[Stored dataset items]
☆ ☆ ☆ ☆ ☆ ☆ ☆
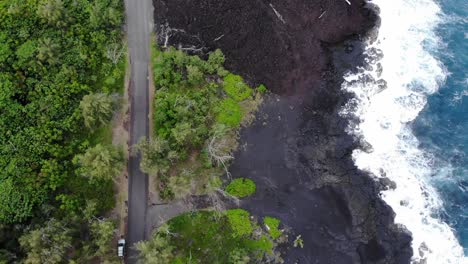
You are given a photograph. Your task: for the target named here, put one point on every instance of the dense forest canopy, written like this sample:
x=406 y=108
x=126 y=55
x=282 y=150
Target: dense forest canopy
x=52 y=54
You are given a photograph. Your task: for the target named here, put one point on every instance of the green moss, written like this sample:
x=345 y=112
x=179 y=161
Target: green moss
x=236 y=88
x=261 y=88
x=261 y=245
x=272 y=226
x=229 y=113
x=208 y=237
x=240 y=222
x=241 y=187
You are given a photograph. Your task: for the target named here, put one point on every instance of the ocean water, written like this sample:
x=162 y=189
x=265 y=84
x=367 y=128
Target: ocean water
x=411 y=106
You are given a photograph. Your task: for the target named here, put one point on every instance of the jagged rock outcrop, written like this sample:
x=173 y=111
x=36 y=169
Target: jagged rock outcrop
x=297 y=150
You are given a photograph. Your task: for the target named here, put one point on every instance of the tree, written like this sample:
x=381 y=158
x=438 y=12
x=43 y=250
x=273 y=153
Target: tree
x=15 y=205
x=52 y=11
x=156 y=155
x=239 y=256
x=97 y=109
x=48 y=244
x=47 y=51
x=100 y=162
x=157 y=250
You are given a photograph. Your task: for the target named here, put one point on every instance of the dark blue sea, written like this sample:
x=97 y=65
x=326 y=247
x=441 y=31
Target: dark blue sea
x=442 y=126
x=410 y=105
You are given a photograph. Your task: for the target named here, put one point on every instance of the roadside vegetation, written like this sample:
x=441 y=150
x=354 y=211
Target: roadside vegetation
x=229 y=237
x=199 y=108
x=62 y=67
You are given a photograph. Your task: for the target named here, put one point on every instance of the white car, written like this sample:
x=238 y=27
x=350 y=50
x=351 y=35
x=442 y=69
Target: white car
x=121 y=248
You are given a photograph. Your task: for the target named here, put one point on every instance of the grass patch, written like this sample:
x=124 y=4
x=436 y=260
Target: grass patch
x=197 y=111
x=229 y=113
x=209 y=237
x=241 y=187
x=272 y=225
x=236 y=88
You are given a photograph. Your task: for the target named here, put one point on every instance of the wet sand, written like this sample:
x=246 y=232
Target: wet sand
x=297 y=150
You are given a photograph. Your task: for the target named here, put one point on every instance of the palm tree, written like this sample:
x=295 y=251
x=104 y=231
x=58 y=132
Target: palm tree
x=100 y=162
x=97 y=109
x=52 y=11
x=47 y=51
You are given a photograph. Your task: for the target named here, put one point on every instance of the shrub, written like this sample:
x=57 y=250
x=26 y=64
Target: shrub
x=229 y=113
x=236 y=88
x=240 y=222
x=272 y=225
x=241 y=187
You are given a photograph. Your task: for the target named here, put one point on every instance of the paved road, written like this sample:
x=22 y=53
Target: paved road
x=139 y=25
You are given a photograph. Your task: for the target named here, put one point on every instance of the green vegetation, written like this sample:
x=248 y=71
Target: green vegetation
x=272 y=226
x=97 y=109
x=209 y=237
x=229 y=113
x=241 y=187
x=298 y=242
x=236 y=88
x=100 y=162
x=198 y=110
x=261 y=88
x=240 y=222
x=60 y=64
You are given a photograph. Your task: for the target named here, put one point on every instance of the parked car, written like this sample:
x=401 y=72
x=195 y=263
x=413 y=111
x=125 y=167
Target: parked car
x=121 y=248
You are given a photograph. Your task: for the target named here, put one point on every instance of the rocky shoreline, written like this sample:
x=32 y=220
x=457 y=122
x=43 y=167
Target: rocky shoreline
x=297 y=150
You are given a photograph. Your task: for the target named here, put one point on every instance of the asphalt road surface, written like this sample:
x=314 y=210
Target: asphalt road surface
x=139 y=26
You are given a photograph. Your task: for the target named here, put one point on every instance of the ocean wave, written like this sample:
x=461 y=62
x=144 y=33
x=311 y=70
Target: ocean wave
x=389 y=94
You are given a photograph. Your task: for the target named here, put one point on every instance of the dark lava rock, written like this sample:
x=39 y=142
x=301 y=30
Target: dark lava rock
x=297 y=150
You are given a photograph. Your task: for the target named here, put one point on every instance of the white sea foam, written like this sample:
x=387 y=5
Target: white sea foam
x=411 y=74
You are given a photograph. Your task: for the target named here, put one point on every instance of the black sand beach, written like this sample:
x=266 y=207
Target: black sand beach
x=297 y=150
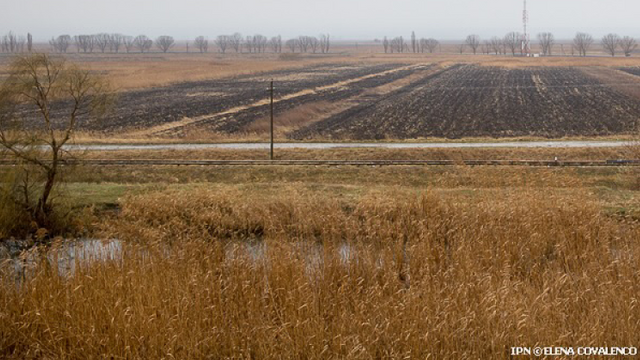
☆ ☆ ☆ ☆ ☆ ☆ ☆
**Task to carry out**
Please put every line of the material above into a JSON list of strings, one string per line, with blank lines and pictures left out.

**The solution**
[
  "You are given a photograph. Your task: for the target named here, put one point on every instance of the dense forest canopy, written like this sample:",
  "x=406 y=108",
  "x=126 y=55",
  "x=282 y=150",
  "Target: dense forest canopy",
  "x=52 y=54",
  "You are given a photograph. Your task: for the target named here, put one point on every instance of the green moss, written like this sample:",
  "x=345 y=112",
  "x=179 y=161",
  "Target: green moss",
  "x=236 y=88",
  "x=261 y=88",
  "x=261 y=245",
  "x=272 y=226",
  "x=229 y=113",
  "x=208 y=237",
  "x=240 y=222",
  "x=241 y=187",
  "You are given a photograph. Your task: for the target named here, put one point on every instance of the ocean water, written like this sample:",
  "x=162 y=189",
  "x=265 y=84",
  "x=367 y=128",
  "Target: ocean water",
  "x=411 y=106",
  "You are given a photograph. Your task: for the target named here, put one point on every instance of the jagged rock outcrop, written like this sample:",
  "x=173 y=111",
  "x=36 y=169",
  "Target: jagged rock outcrop",
  "x=297 y=150",
  "You are given a photograph. Your task: for the target named here, put one point on every instance of the tree, written like this sample:",
  "x=381 y=158",
  "x=438 y=12",
  "x=43 y=250",
  "x=273 y=153",
  "Target: tree",
  "x=15 y=205",
  "x=52 y=11",
  "x=156 y=155",
  "x=239 y=256",
  "x=97 y=109",
  "x=48 y=244",
  "x=47 y=51",
  "x=100 y=162",
  "x=157 y=250",
  "You are given a photograph. Your task: for the target named here, put one point on every instance of the dark blue sea, written like this sample:",
  "x=97 y=65",
  "x=326 y=247",
  "x=441 y=31",
  "Target: dark blue sea",
  "x=442 y=126",
  "x=410 y=105",
  "You are given a photograph. Your task: for the target named here, put one point on every instance of the roadside vegetation, written like this sample:",
  "x=441 y=150",
  "x=354 y=211",
  "Target: roadside vegetation",
  "x=229 y=237",
  "x=199 y=108",
  "x=62 y=67",
  "You are given a photograph. Your task: for the target named here, put one point on every instance of the white car, written like this sample:",
  "x=238 y=27",
  "x=350 y=50",
  "x=351 y=35",
  "x=442 y=69",
  "Target: white car",
  "x=121 y=248",
  "You are given a photograph. Your task: for the target named here, put one point on every instance of the grass patch, written like this sample:",
  "x=124 y=4",
  "x=436 y=260",
  "Target: grass patch",
  "x=197 y=111",
  "x=229 y=113",
  "x=209 y=237",
  "x=241 y=187",
  "x=272 y=225",
  "x=236 y=88",
  "You are given a photograph. Your task: for the target named here, put one point on every instance of the wet sand, written like this sample:",
  "x=246 y=232",
  "Target: wet sand",
  "x=297 y=150",
  "You are given a photograph. Your task: for the target named here, put one point on every instance of the palm tree, written like this sample:",
  "x=295 y=251",
  "x=104 y=231",
  "x=58 y=132",
  "Target: palm tree",
  "x=100 y=162",
  "x=97 y=109",
  "x=52 y=11",
  "x=47 y=51",
  "You are given a photograph. Your task: for the target named here, put one point on every instance of the shrub, written like this sample:",
  "x=57 y=250",
  "x=26 y=64",
  "Target: shrub",
  "x=229 y=113",
  "x=236 y=88",
  "x=240 y=222",
  "x=272 y=225",
  "x=241 y=187",
  "You are given a photograph. Your task: for the target named here, put one point on every instance of the paved road, written like this sample:",
  "x=22 y=53",
  "Target: paved road",
  "x=139 y=25",
  "You are given a photograph. Your task: for the target named here, put one point on every instance of the green vegetation, written like this sample:",
  "x=248 y=71",
  "Target: green vegetation",
  "x=272 y=226",
  "x=97 y=109",
  "x=209 y=237",
  "x=229 y=113",
  "x=241 y=187",
  "x=298 y=242",
  "x=236 y=88",
  "x=100 y=162",
  "x=198 y=110",
  "x=261 y=88",
  "x=240 y=222",
  "x=60 y=64",
  "You are given a photograph. Your task: for the target named here, put one point on every instance of the parked car, written like this sample:",
  "x=401 y=72",
  "x=195 y=263",
  "x=413 y=111",
  "x=125 y=167",
  "Target: parked car",
  "x=121 y=248",
  "You are given a photograph. Your task: for the target named here, put one point on every instance of the rocky shoreline, written like this sample:",
  "x=32 y=220",
  "x=457 y=122",
  "x=43 y=167",
  "Target: rocky shoreline",
  "x=297 y=150",
  "You are given a photograph. Your task: for the target named here, put one point on every instance of the asphalt road surface, written like this sample:",
  "x=314 y=210",
  "Target: asphalt road surface",
  "x=139 y=26",
  "You are given a photograph. Your task: for the target named here, put one point on every instance of the ocean wave, written like this sample:",
  "x=461 y=62",
  "x=144 y=33",
  "x=311 y=70",
  "Target: ocean wave",
  "x=389 y=94",
  "You are given a photograph. Your task: for the target named here, put one point on every instance of the dark lava rock, written like this sample:",
  "x=39 y=142",
  "x=301 y=30",
  "Target: dark lava rock",
  "x=297 y=150",
  "You are given a photograph. Your task: for the target named here, put one point on every instance of the white sea foam, written like this sample:",
  "x=387 y=5",
  "Target: white sea foam",
  "x=411 y=74",
  "You are given a photograph. Your task: for the target named here, put one point on every instance of the black sand beach, written like this sample:",
  "x=266 y=207",
  "Target: black sand beach",
  "x=297 y=150"
]